• REQUEST A:
According to the passage on rotor critical speed, how much greater than the operating speed should the critical speed be?

Critical speed is that speed of the rotor at which the natural frequency of the rotor
matches with the rotational frequency at the operating speed. The critical speed of
the rotor is a function of diameter of rotor and distance between the bearings.
Critical speed should be at least 10% greater than operating speed.

If the bend shafts are coupled together, coupled ends will experience Bending
moment resulting in excessive vibrations. So to minimize this bending moment,
each shaft is arranged that coupled faces become parallel. To achieve this condition
during initial erection, bearings are set at different heights so as to form a catenary
shape. These bearing heights at different locations are determined by HSBT (High
Speed Balancing Test).

Bearing and Bearing Pedestal

The Bearing performs the following functions: -

 It retains the rotor in correct radial position with respect to the cylinder.

• REQUEST B:
Please write out the rows again, everything from the line containing "[output] one dot per instance, form <point>90,245</point>." down to the end of the rows, changing "white cloud" to "gray cloud" and keeping all else the same. Leave the pictures out.

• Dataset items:
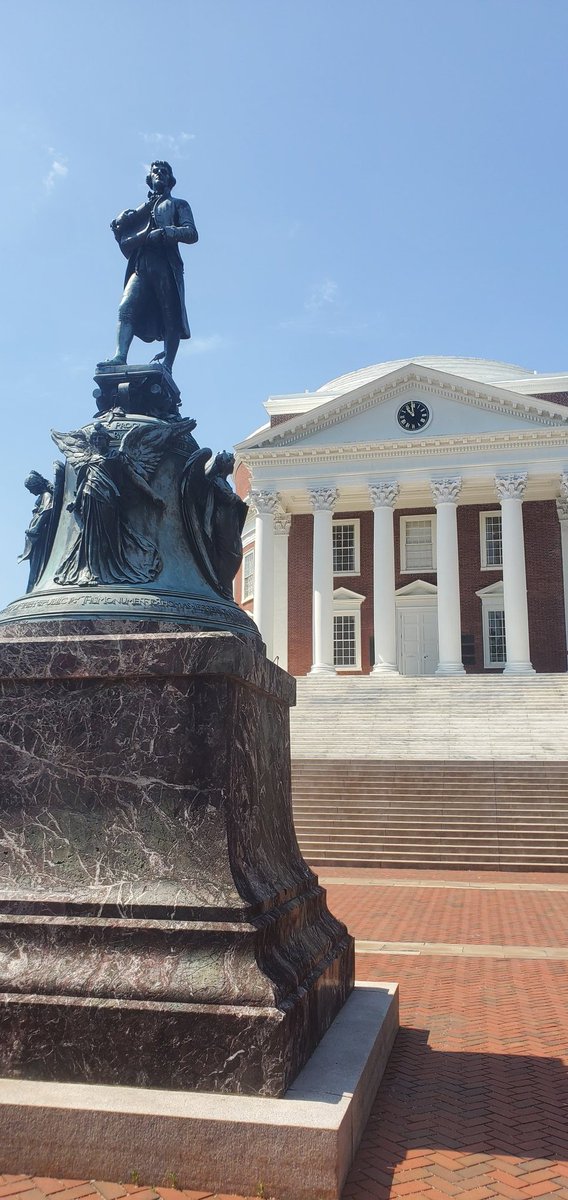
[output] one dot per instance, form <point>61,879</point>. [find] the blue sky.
<point>370,180</point>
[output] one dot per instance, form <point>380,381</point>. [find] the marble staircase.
<point>442,773</point>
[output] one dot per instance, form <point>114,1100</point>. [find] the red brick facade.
<point>544,583</point>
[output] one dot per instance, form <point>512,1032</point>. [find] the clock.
<point>413,415</point>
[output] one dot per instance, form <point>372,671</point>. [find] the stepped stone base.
<point>298,1147</point>
<point>157,924</point>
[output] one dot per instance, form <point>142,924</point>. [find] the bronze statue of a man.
<point>153,305</point>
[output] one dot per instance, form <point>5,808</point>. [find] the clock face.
<point>413,415</point>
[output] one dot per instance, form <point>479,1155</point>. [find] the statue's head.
<point>37,484</point>
<point>100,439</point>
<point>222,463</point>
<point>161,177</point>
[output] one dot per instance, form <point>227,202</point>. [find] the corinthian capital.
<point>264,502</point>
<point>446,491</point>
<point>384,493</point>
<point>323,498</point>
<point>282,522</point>
<point>510,487</point>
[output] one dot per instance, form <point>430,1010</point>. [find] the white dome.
<point>480,370</point>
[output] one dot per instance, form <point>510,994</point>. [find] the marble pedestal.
<point>157,924</point>
<point>298,1147</point>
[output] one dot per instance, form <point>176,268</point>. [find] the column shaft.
<point>448,576</point>
<point>265,504</point>
<point>323,501</point>
<point>383,497</point>
<point>280,634</point>
<point>510,490</point>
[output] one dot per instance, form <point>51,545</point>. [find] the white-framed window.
<point>346,547</point>
<point>345,641</point>
<point>417,545</point>
<point>495,643</point>
<point>491,539</point>
<point>247,575</point>
<point>494,631</point>
<point>347,630</point>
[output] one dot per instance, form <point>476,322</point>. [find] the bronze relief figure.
<point>107,549</point>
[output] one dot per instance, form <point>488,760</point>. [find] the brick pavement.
<point>474,1101</point>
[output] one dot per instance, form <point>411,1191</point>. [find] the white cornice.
<point>429,448</point>
<point>431,382</point>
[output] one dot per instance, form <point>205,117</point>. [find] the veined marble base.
<point>159,927</point>
<point>299,1147</point>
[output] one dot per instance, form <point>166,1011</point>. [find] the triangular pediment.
<point>347,594</point>
<point>438,403</point>
<point>418,588</point>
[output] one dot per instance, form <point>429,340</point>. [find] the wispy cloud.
<point>321,295</point>
<point>174,144</point>
<point>57,172</point>
<point>205,345</point>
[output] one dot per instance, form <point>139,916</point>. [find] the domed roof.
<point>480,370</point>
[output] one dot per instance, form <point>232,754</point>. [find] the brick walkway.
<point>474,1101</point>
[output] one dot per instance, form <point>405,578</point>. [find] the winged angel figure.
<point>107,550</point>
<point>214,517</point>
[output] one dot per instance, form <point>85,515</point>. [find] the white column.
<point>265,503</point>
<point>323,503</point>
<point>510,490</point>
<point>383,499</point>
<point>446,492</point>
<point>282,522</point>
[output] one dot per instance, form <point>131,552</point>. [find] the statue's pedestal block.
<point>159,927</point>
<point>138,388</point>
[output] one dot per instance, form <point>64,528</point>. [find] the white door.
<point>418,640</point>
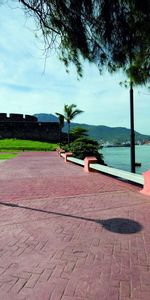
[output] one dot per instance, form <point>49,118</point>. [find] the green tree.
<point>70,112</point>
<point>78,132</point>
<point>61,125</point>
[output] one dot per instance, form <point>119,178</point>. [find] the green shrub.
<point>84,147</point>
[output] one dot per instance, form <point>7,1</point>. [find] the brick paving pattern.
<point>69,235</point>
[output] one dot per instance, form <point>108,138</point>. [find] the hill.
<point>99,132</point>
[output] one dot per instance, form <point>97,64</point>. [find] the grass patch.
<point>7,155</point>
<point>25,145</point>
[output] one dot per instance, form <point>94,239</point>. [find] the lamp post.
<point>132,137</point>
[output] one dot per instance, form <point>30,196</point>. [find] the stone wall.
<point>18,126</point>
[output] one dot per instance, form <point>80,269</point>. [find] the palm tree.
<point>61,125</point>
<point>70,112</point>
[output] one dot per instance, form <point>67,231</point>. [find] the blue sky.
<point>28,87</point>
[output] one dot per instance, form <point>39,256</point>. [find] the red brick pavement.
<point>69,235</point>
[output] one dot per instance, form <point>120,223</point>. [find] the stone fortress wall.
<point>27,127</point>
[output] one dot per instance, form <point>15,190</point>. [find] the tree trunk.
<point>69,133</point>
<point>132,140</point>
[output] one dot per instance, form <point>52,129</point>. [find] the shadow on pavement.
<point>117,225</point>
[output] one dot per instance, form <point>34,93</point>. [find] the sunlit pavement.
<point>70,235</point>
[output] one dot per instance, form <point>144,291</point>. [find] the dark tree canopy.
<point>111,33</point>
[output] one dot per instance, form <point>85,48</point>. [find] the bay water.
<point>119,157</point>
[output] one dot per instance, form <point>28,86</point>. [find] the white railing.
<point>137,178</point>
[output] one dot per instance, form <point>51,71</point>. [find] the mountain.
<point>100,132</point>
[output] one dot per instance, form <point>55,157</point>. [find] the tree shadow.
<point>121,225</point>
<point>117,225</point>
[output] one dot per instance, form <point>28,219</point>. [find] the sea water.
<point>119,157</point>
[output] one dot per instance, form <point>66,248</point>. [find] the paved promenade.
<point>70,235</point>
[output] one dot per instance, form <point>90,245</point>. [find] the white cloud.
<point>25,87</point>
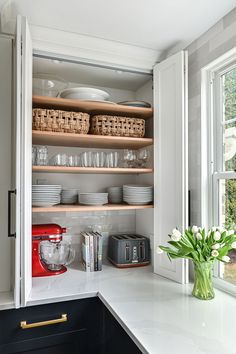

• CORRECT RESPONSE A:
At least 10% greater.

• CORRECT RESPONSE B:
[output] one dot per instance, form <point>90,245</point>. [find] the gray cloud.
<point>25,87</point>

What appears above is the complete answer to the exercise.